━━ Exercise material ━━

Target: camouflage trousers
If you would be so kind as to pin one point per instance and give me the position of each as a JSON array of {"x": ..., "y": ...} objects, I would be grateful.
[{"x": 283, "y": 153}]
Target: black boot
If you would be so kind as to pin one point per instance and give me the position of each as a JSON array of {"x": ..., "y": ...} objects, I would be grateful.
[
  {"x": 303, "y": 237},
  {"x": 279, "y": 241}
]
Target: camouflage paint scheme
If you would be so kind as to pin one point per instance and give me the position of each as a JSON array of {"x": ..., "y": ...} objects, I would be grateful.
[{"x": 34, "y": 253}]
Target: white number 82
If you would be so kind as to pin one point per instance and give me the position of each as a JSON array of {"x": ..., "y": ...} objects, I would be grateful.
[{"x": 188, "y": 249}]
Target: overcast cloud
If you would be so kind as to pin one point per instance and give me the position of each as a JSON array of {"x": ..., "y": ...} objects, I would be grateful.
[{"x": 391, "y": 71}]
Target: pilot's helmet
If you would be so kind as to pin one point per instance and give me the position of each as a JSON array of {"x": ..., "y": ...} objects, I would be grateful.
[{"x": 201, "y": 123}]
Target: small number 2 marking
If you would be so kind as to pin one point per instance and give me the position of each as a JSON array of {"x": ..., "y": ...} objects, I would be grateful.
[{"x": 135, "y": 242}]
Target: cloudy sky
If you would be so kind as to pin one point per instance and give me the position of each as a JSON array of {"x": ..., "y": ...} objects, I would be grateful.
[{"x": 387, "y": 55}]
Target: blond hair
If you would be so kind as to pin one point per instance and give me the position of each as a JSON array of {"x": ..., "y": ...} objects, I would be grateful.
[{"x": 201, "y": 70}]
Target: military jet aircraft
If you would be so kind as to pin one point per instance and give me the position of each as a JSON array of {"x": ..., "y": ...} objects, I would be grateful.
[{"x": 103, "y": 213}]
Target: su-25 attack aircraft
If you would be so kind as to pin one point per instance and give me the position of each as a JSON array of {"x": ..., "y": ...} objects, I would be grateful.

━━━

Search the data for "camouflage". Copy every line that has it.

◆ Answer area
Target: camouflage trousers
Target: camouflage paint scheme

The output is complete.